WHAT YOU ARE ASKED TO DO - Go through the records and report each line in which the word "dirt" occurs.

Records excerpted from a collection -
Content starts

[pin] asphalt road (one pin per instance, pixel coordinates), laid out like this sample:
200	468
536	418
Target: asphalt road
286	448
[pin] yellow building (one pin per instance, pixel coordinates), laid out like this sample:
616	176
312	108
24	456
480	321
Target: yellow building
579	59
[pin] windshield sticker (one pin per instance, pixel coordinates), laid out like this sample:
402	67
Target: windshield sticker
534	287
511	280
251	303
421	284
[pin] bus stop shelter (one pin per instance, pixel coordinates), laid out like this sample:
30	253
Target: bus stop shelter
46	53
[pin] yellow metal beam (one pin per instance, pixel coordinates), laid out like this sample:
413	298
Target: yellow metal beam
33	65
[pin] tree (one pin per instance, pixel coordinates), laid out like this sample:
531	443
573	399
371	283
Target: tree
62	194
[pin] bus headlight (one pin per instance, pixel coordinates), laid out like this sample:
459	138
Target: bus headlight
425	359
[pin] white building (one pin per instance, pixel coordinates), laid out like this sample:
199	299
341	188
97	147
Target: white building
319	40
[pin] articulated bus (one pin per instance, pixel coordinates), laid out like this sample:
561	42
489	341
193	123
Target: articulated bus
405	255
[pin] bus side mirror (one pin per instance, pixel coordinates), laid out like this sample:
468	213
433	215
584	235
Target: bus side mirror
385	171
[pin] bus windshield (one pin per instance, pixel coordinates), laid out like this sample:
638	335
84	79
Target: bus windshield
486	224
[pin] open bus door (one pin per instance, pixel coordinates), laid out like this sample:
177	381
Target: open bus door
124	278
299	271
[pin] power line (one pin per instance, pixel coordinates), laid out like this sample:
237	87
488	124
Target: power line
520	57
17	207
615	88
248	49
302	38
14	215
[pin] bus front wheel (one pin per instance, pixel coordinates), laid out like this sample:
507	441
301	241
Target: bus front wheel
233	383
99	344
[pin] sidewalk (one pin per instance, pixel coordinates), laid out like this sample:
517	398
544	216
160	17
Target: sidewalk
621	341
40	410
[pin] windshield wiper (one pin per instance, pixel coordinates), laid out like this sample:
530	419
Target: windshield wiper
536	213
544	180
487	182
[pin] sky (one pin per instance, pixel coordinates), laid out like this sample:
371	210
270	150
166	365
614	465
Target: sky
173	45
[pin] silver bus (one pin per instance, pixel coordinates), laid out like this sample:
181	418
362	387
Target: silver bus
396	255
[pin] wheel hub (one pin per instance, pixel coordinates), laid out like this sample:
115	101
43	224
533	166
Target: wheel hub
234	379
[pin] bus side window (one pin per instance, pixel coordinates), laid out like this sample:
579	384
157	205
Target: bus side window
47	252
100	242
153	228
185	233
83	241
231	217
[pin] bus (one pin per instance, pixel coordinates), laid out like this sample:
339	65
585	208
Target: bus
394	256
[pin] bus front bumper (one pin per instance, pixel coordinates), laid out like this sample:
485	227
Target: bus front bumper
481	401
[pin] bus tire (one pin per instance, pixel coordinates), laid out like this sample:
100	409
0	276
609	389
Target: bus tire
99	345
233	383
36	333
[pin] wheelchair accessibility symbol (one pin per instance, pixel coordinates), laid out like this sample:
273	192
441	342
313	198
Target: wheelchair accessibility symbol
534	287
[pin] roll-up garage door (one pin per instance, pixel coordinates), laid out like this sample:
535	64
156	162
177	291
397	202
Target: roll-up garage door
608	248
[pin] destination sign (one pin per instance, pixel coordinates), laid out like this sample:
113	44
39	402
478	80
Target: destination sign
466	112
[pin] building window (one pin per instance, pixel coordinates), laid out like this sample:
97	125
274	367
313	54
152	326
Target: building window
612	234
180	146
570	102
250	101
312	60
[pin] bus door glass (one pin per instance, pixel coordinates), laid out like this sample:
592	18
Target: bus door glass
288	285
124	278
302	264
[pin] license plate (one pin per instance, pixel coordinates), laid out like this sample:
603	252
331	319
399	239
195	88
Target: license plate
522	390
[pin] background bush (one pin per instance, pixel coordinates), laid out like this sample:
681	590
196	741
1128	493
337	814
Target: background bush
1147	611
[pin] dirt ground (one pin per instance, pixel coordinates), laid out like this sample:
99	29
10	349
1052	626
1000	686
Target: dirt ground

Content ends

ANSWER SECTION -
[pin] dirt ground (one pin per instance, pixel coordinates), laid out like this sample:
Target: dirt ground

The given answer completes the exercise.